En mi caso, es muy probable que haya leído Las horas y Las olas en la misma etapa de mi adolescencia.
Me pregunto ahora, al hojear las dos novelas alternativamente, mientras el agua hierve y los vegetales ya están cortados, qué me dijeron entonces.
De Las olas fueron dos los personajes que me interesaron: el tímido Louis y el pasional Neville. Louis no puede tolerar el hecho de venir de un origen social distinto, de que su padre haya sido australiano; le molestan su acento y sus aspiraciones. De inmediato me identifiqué con esa timidez —que, por fortuna, se ha transformado con los años— y con el hecho de sentirse un outsider.
El otro personaje, Neville, nunca puede superar la partida de Percival, a quien ama. Busca resarcir esa condición por medio de una serie de amantes que le produzcan, al menos temporalmente, emociones intensas. Cuerpos que le aviven el recuerdo del otro, que se ha marchado.
Es muy probable, también, que Neville haya sido el primer personaje homosexual del que tuve noticia. Me imaginaba su sufrimiento como algo que yo iba a vivir en el futuro. Empatizaba con la pérdida que nunca había experimentado.
Pienso ahora en la importancia de poder reconocerse, de saberse representado, de identificarse. Neville era, en cierta forma, un yo futuro. Años más tarde hice un poco lo que él hizo, sentí lo mismo. Establecí cierto código entre lo vivido en el presente y lo leído mucho tiempo atrás.
Las horas es también, a su vez, una novela sobre la disidencia sexual. El hijo de Laura Brown, Richard, se convierte a finales de siglo en un escritor reconocido, contagiado de VIH. Cunningham describe Nueva York y los hombres homosexuales que lo habitan, hombres, dice que insisten en demostrar, a los treinta o los cuarenta o más, que siempre han sido alegres y seguros de sí mismos, de cuerpos poderosos; que nunca fueron niños raros, que nunca se burlaron de ellos, que nunca han sido despreciados. Los homosexuales, concluye Cunningham, eternamente jóvenes.
Es muy probable que en la primera lectura no haya notado del todo lo que Cunningham quería decir con eso. Esta segunda vez, en la cocina, no puedo evitar reír. Lo entiendo perfectamente.
La primera lectura, pues, como iniciación.
La segunda lectura como confirmación.
20 de agosto, el departamento
Cita.
Neville sobre Percival.

TAREAS PENDIENTES.
A. Resume de forma más breve el párrafo del texto sobre Las olas y Las horas que empieza con "El otro personaje, Neville", sin perder sus datos principales.
B. Extrae de los registros todas las líneas que contengan la palabra "green".

Registros:

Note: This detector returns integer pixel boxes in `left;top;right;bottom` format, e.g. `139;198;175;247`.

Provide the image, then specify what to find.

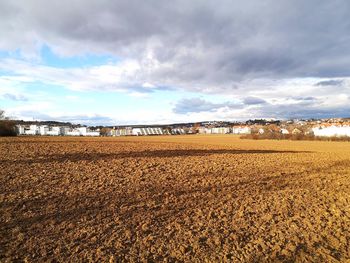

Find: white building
211;127;231;134
312;125;350;137
132;127;163;136
39;125;49;136
280;128;289;134
16;125;25;135
232;126;252;134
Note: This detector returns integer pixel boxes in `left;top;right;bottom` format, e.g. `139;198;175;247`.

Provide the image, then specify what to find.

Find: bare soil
0;136;350;262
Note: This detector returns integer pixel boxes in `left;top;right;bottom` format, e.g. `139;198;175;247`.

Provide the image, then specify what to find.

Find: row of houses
17;125;100;136
253;124;350;137
17;125;251;137
17;123;350;137
312;125;350;137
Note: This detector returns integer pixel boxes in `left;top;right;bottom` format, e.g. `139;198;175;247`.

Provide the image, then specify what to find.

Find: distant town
16;118;350;137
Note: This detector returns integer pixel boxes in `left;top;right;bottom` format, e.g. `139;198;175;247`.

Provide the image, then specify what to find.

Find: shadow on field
2;149;307;164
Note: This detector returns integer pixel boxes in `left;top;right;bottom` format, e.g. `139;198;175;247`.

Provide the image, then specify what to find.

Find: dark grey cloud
315;79;344;86
2;93;28;101
173;98;242;114
0;0;350;121
292;96;317;101
0;0;350;83
243;97;266;105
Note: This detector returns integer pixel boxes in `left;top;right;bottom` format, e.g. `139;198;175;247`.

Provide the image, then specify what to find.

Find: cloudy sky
0;0;350;125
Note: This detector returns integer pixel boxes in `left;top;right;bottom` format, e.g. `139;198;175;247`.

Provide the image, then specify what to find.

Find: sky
0;0;350;125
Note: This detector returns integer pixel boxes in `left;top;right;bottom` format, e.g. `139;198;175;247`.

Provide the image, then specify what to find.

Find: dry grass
0;135;350;262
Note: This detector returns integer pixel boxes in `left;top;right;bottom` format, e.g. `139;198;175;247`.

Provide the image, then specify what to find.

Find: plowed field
0;135;350;262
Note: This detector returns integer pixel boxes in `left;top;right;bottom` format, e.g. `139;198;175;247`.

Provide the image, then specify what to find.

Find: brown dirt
0;136;350;262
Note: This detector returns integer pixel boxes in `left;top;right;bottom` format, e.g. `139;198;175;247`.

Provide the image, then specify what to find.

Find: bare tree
0;110;5;120
0;110;17;136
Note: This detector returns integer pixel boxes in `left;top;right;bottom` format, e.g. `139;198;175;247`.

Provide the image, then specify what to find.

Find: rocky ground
0;136;350;262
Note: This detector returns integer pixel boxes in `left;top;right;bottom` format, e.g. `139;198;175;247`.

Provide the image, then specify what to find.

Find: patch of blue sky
0;49;22;59
40;45;120;68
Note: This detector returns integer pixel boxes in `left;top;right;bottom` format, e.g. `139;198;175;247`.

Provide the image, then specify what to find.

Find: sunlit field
0;135;350;262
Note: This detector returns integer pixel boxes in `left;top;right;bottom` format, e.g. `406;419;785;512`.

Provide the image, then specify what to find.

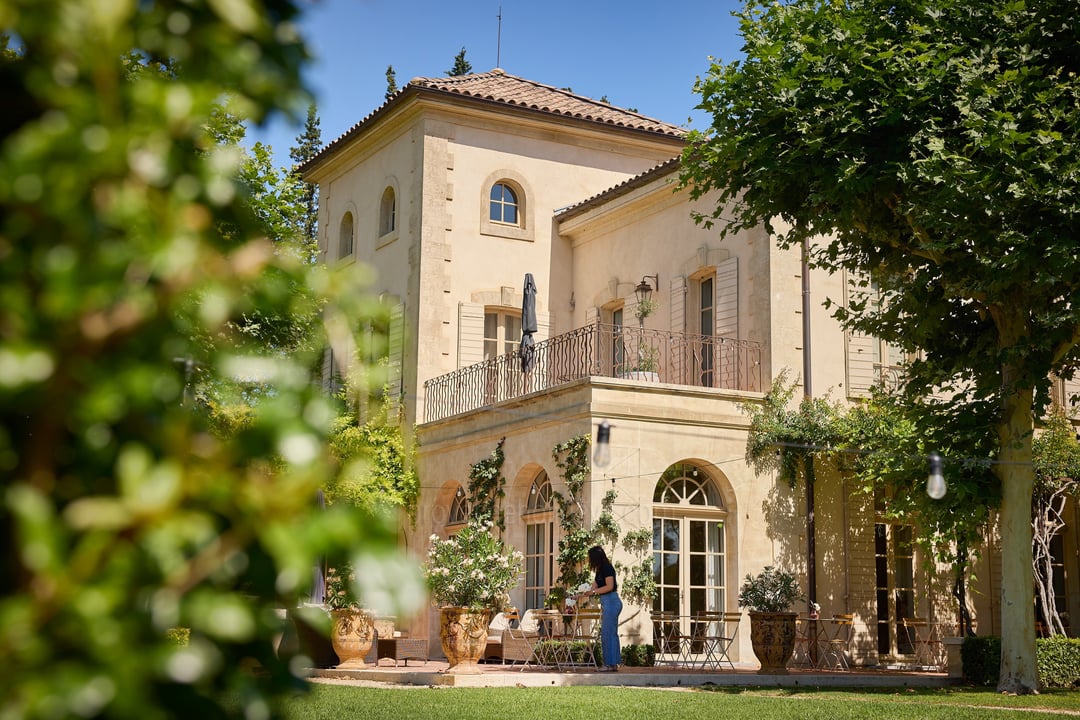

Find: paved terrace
310;658;960;688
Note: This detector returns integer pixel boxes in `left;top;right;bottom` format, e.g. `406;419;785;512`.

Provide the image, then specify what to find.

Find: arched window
446;485;469;526
524;471;555;609
488;182;521;225
652;463;724;507
652;463;731;633
379;186;397;236
338;213;354;258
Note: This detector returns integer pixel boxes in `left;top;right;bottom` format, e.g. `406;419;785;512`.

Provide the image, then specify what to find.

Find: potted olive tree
739;566;802;675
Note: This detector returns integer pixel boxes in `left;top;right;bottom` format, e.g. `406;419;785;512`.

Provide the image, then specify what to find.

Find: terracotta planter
750;612;798;675
330;610;375;670
438;608;491;675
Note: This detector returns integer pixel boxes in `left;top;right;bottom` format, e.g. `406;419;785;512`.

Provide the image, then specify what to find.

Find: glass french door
874;522;916;656
652;517;727;621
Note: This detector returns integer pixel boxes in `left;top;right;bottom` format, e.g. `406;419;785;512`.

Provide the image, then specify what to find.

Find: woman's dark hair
589;545;610;570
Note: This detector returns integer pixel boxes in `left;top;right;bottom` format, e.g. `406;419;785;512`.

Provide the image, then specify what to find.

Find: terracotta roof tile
555;155;683;221
408;68;686;138
299;68;686;173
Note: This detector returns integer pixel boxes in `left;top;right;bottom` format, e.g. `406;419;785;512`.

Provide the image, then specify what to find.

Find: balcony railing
423;324;762;422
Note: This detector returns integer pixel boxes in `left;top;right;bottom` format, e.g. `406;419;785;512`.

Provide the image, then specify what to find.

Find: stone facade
303;70;1080;665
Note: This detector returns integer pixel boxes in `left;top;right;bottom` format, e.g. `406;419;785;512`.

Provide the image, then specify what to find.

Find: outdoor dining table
792;613;854;670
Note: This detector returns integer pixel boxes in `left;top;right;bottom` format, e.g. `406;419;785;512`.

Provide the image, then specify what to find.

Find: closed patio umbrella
517;272;537;372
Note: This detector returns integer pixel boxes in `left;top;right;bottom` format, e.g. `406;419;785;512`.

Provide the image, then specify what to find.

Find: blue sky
248;0;742;165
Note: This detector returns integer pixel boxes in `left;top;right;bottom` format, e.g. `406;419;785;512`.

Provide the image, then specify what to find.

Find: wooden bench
375;637;428;667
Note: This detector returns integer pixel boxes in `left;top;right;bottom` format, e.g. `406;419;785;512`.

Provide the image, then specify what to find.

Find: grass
285;685;1080;720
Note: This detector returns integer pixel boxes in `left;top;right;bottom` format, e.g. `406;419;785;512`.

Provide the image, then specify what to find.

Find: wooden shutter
714;257;739;340
387;302;405;418
670;275;686;332
458;302;484;369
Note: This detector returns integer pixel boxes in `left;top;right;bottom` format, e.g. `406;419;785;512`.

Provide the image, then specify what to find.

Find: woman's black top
596;562;619;593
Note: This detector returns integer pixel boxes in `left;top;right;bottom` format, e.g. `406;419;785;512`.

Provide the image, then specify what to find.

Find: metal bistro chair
697;611;742;671
902;617;942;669
652;611;681;665
820;613;855;670
566;608;604;670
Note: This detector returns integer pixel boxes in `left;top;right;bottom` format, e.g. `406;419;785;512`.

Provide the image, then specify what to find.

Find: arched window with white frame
523;471;555;609
446;485;470;534
652;462;729;629
379;186;397;237
338;213;356;258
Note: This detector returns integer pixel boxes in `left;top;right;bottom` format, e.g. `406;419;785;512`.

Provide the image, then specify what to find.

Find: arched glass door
652;463;728;633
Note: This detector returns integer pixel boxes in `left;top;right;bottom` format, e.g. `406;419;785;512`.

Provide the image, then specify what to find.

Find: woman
584;545;622;673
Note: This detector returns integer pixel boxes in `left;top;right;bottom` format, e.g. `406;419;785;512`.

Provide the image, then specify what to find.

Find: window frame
337;208;356;260
376;182;399;249
480;169;534;242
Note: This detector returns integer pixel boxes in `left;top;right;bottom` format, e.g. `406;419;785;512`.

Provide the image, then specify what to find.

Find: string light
927;452;945;500
593;420;615;470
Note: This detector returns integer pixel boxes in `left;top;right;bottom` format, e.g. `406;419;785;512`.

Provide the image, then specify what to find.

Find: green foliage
0;0;422;720
552;435;657;606
423;515;525;611
326;406;420;517
386;65;397;100
551;435;604;588
288;103;323;257
325;562;363;610
740;368;842;487
1031;407;1080;495
840;392;1001;562
622;644;657;667
960;636;1001;685
1035;635;1080;688
446;47;472;78
615;528;657;607
683;0;1080;692
165;627;191;647
739;566;802;612
469;437;507;530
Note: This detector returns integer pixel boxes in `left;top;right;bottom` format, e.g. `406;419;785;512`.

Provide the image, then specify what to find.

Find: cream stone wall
313;81;1045;664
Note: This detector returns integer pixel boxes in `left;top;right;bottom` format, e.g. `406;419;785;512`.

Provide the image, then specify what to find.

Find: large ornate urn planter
750;612;798;675
330;610;375;670
438;608;491;675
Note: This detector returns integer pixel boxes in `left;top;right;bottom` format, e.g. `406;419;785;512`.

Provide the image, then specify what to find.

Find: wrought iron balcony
423;324;762;422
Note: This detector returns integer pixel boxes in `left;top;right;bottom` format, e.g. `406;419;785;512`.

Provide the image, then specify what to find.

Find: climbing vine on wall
469;437;507;531
552;435;619;589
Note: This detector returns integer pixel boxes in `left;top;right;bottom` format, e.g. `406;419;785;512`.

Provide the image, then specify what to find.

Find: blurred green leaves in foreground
0;0;422;720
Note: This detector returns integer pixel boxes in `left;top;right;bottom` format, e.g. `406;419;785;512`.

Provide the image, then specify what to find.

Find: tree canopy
684;0;1080;692
444;47;472;76
288;103;323;255
0;0;423;720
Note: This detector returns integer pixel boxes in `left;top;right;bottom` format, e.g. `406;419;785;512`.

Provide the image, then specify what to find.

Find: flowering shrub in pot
739;566;802;675
423;517;525;674
325;563;375;669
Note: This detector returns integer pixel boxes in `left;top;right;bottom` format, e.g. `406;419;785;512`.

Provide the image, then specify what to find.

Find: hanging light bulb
593;420;611;467
927;452;945;500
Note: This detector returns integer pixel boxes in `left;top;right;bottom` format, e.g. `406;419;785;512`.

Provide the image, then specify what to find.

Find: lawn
286;685;1080;720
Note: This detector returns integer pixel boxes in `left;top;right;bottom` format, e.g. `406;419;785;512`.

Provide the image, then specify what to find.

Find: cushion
517;610;540;633
487;612;510;642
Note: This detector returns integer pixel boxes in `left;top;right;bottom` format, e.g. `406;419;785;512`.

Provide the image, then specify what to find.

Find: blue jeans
600;593;622;665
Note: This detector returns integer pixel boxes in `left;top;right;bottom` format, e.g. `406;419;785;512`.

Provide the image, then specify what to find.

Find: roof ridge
402;68;677;127
300;68;686;173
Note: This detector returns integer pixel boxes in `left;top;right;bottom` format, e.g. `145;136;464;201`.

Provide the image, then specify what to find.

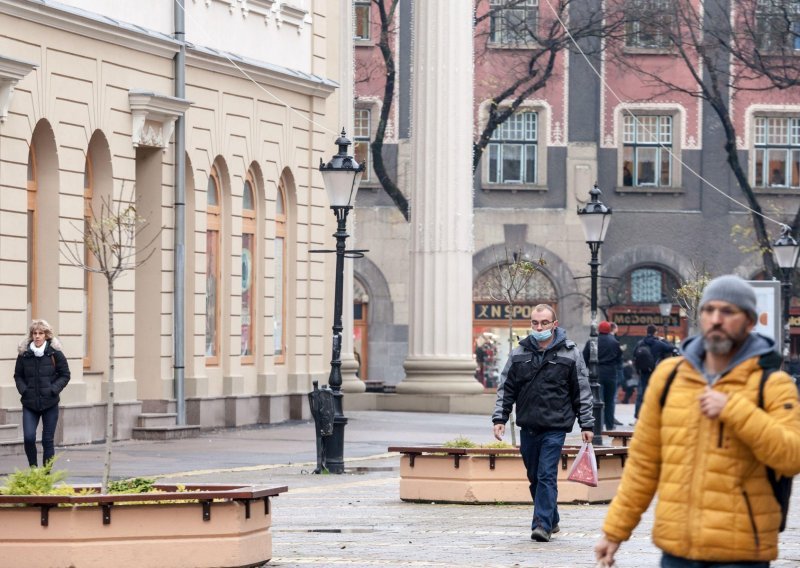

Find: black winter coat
583;333;622;379
14;340;70;412
500;338;581;432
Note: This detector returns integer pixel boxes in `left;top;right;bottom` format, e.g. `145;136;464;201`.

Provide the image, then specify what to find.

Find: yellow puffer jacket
603;357;800;562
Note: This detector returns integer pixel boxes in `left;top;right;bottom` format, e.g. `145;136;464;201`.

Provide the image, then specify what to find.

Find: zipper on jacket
742;489;761;550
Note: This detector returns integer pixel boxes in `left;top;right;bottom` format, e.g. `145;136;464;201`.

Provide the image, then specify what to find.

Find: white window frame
625;0;672;51
483;113;541;186
619;111;677;189
489;0;539;47
751;112;800;190
755;0;800;52
353;107;373;183
353;0;372;42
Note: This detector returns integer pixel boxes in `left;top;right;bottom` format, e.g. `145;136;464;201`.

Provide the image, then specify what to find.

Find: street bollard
308;381;334;473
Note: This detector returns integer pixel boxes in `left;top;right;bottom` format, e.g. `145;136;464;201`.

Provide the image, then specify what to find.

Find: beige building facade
0;0;352;443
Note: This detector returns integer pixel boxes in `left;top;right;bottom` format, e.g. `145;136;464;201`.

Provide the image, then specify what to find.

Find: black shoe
531;527;550;542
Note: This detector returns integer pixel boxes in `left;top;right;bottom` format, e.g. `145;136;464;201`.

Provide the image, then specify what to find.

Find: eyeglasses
700;306;743;318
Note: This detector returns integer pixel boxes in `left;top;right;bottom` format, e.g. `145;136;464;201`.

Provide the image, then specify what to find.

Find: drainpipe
172;0;186;426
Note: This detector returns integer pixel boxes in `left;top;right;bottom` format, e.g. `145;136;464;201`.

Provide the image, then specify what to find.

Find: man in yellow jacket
595;276;800;568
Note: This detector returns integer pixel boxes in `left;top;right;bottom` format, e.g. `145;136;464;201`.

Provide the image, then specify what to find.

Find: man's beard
703;337;734;355
703;328;749;355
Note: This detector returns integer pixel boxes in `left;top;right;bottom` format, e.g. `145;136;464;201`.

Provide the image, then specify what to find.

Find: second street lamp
772;225;800;364
311;129;366;473
658;296;675;343
578;184;611;446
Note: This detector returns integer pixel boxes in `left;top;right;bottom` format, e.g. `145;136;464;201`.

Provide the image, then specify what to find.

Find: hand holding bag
567;442;599;487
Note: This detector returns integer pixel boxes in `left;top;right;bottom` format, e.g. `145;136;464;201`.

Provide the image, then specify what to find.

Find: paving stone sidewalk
6;405;800;568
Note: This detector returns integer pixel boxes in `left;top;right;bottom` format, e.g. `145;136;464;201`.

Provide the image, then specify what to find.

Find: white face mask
530;329;553;341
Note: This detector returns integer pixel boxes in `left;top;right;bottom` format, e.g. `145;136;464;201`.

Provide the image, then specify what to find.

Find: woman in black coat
14;320;70;467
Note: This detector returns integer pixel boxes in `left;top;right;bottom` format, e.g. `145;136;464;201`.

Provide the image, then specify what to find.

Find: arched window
83;154;94;369
272;180;286;363
241;172;258;364
206;166;222;365
27;144;38;321
624;266;680;304
472;266;558;307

RESULTADOS POR TAREA.
A. Neville no logra superar la partida de Percival, a quien ama. Intenta compensarla con amantes que le den emociones intensas, aunque sea por un tiempo, y cuyos cuerpos le avivan el recuerdo del ausente.

B.
Find: green foliage
Find: blurred green leaves in foreground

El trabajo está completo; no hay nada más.